======== Passage provided ========

Finnish singer-songwriter (born 1987)

Mirel Wagner (born 3 December 1987) is a Finnish singer-songwriter. She was born in Ethiopia and raised in Espoo, Finland.

== Career ==
Wagner has been writing songs since the age of 16. Her self-titled debut album was released in February 2011 by the Finnish indie label Kioski. It was later released in United Kingdom and Europe by Bone Voyage Recordings and in North America by Friendly Fire Recordings. In August 2012 Time Magazine listed Wagner as one of the "11 Great Bands You Don't Know (But Should)". Although her debut album was not a big success, it created a lot of attention and in February 2014 Wagner was signed by the American record label Sub Pop.

========

- [Short task A] Copy word for word the stretch of the Mirel Wagner passage from "Finnish singer-songwriter (born" through "label Sub Pop.".

======== Records for the exercise ========

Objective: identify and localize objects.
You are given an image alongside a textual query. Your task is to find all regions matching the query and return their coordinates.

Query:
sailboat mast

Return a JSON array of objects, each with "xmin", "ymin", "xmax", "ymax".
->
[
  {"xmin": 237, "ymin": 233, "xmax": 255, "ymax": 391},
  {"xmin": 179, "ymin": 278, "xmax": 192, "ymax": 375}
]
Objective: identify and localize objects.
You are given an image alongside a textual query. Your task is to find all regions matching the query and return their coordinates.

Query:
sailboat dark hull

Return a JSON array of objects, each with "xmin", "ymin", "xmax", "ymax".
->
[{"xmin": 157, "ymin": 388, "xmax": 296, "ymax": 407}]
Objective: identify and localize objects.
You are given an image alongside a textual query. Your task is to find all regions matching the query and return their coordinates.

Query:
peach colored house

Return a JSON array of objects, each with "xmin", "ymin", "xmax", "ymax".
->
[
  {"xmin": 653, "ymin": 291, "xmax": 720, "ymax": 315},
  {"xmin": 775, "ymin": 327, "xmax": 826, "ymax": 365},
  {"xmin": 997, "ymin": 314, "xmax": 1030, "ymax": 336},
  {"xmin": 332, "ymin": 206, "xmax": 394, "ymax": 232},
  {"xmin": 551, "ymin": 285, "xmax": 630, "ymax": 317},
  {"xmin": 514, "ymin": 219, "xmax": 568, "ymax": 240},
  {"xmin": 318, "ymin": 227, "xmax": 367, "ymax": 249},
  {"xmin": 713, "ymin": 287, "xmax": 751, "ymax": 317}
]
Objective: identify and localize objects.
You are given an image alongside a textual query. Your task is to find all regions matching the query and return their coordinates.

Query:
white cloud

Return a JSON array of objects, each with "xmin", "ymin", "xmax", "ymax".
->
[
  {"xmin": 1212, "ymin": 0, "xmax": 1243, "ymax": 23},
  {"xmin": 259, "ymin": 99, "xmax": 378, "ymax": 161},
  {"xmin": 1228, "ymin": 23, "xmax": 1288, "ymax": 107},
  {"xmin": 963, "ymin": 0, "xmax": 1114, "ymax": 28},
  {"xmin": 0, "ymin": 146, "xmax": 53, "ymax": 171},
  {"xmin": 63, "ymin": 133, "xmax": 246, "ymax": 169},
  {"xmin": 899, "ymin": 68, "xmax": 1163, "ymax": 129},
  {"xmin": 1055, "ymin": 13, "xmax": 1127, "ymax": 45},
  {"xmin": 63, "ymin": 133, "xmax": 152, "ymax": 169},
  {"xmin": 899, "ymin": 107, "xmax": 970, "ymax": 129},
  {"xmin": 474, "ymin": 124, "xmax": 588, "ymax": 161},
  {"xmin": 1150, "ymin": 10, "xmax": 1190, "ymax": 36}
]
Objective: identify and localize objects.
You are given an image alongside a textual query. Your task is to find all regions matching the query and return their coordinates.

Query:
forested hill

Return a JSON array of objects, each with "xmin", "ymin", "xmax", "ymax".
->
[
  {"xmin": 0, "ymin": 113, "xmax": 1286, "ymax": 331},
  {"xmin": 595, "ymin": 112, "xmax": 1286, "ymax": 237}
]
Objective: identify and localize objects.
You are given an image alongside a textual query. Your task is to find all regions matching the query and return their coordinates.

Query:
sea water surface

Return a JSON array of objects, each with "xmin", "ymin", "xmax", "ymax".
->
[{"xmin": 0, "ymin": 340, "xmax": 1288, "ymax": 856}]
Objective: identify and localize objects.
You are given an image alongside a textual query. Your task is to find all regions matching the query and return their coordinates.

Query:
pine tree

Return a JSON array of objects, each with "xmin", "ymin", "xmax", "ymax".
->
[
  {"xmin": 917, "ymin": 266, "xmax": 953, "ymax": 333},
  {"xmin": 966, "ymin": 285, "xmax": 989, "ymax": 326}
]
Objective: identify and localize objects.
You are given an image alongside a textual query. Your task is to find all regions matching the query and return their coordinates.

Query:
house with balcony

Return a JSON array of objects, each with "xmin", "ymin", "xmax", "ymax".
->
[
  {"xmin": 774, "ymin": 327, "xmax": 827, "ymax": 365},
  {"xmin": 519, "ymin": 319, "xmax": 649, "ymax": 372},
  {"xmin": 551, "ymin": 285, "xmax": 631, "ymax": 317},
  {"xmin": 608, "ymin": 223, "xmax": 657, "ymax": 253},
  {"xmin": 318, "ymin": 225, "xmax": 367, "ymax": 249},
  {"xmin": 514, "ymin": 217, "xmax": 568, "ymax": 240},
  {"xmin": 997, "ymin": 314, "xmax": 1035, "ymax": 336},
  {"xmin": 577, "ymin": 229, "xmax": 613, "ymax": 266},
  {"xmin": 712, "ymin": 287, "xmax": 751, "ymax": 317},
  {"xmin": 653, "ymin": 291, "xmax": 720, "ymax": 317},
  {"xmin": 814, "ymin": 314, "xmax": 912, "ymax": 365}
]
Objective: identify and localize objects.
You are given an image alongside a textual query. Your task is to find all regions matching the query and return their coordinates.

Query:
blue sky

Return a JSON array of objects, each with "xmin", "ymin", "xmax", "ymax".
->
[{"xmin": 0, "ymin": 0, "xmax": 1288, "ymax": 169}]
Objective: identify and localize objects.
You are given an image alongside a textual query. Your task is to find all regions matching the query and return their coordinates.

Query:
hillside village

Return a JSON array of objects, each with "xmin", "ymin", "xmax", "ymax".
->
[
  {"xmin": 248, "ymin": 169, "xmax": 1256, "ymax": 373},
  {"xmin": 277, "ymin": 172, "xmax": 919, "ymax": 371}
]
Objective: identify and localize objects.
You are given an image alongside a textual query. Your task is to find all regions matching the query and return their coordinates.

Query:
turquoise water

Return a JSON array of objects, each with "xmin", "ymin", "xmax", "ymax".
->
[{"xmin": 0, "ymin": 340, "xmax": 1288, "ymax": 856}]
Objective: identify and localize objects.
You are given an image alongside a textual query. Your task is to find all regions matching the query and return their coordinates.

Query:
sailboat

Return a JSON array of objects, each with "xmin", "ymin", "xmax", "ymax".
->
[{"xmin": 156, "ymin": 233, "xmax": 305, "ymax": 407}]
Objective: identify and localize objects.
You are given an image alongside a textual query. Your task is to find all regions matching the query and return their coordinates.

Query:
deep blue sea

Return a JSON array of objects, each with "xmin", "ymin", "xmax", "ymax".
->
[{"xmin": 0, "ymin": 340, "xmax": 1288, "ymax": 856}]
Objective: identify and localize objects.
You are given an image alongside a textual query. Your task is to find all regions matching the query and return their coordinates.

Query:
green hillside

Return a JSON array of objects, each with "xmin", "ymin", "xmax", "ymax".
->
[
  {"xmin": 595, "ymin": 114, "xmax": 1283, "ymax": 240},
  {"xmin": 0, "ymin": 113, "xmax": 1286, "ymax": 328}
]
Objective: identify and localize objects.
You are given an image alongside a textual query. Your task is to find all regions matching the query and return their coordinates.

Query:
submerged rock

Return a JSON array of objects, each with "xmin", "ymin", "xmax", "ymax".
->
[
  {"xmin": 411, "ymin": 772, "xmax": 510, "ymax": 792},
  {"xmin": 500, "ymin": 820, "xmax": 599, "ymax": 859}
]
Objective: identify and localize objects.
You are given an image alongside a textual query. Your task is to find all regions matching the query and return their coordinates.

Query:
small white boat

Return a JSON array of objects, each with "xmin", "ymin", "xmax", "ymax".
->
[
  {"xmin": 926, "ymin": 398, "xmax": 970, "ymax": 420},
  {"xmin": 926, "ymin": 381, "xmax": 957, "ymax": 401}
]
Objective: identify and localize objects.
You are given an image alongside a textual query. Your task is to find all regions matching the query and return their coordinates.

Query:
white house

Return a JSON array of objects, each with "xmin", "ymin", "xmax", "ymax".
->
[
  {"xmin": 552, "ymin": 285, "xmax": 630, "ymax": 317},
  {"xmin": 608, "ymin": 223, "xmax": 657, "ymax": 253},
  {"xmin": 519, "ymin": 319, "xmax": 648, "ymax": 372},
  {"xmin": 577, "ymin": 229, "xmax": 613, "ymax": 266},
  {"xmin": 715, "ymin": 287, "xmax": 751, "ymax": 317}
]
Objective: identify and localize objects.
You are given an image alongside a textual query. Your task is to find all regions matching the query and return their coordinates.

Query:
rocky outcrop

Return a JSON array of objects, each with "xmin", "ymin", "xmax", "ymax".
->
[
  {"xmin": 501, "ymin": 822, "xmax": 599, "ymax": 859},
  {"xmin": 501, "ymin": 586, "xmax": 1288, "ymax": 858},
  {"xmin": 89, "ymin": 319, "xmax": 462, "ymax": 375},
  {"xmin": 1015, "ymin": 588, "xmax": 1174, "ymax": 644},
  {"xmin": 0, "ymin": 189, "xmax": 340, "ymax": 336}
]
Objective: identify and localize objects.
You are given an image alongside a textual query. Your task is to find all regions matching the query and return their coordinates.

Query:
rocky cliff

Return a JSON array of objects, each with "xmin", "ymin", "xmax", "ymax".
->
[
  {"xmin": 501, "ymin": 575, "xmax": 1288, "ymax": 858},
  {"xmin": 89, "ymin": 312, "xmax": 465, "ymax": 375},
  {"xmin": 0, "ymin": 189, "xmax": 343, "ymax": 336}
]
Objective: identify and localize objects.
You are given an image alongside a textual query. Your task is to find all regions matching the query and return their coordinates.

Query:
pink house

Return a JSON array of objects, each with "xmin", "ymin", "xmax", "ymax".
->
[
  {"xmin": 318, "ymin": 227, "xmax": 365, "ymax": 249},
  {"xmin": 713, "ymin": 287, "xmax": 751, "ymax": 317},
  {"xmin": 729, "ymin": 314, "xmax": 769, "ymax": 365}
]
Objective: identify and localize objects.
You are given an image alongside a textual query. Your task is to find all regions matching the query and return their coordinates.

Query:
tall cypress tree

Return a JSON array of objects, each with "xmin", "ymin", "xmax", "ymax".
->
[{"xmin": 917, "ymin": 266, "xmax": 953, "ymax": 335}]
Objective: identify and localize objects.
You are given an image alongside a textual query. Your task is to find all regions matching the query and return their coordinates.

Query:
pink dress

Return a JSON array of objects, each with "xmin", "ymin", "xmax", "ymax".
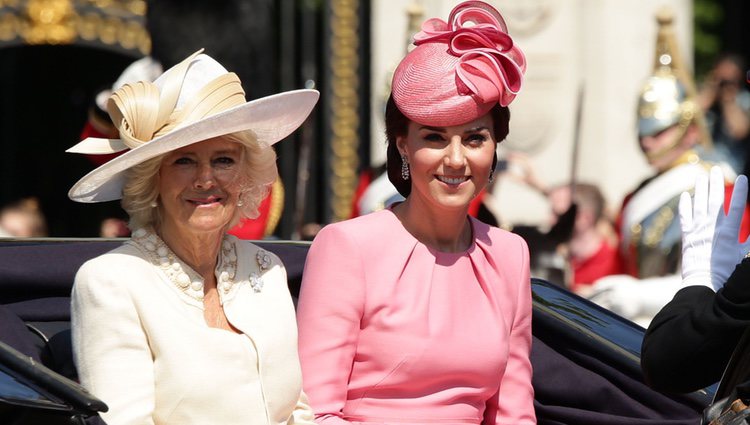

========

- [Short task B] Find each line in the records that contains the string "sailboat" and copy those lines.

- [Problem solution A]
Finnish singer-songwriter (born 1987)

Mirel Wagner (born 3 December 1987) is a Finnish singer-songwriter. She was born in Ethiopia and raised in Espoo, Finland.

== Career ==
Wagner has been writing songs since the age of 16. Her self-titled debut album was released in February 2011 by the Finnish indie label Kioski. It was later released in United Kingdom and Europe by Bone Voyage Recordings and in North America by Friendly Fire Recordings. In August 2012 Time Magazine listed Wagner as one of the "11 Great Bands You Don't Know (But Should)". Although her debut album was not a big success, it created a lot of attention and in February 2014 Wagner was signed by the American record label Sub Pop.

- [Problem solution B]
sailboat mast
sailboat dark hull
sailboat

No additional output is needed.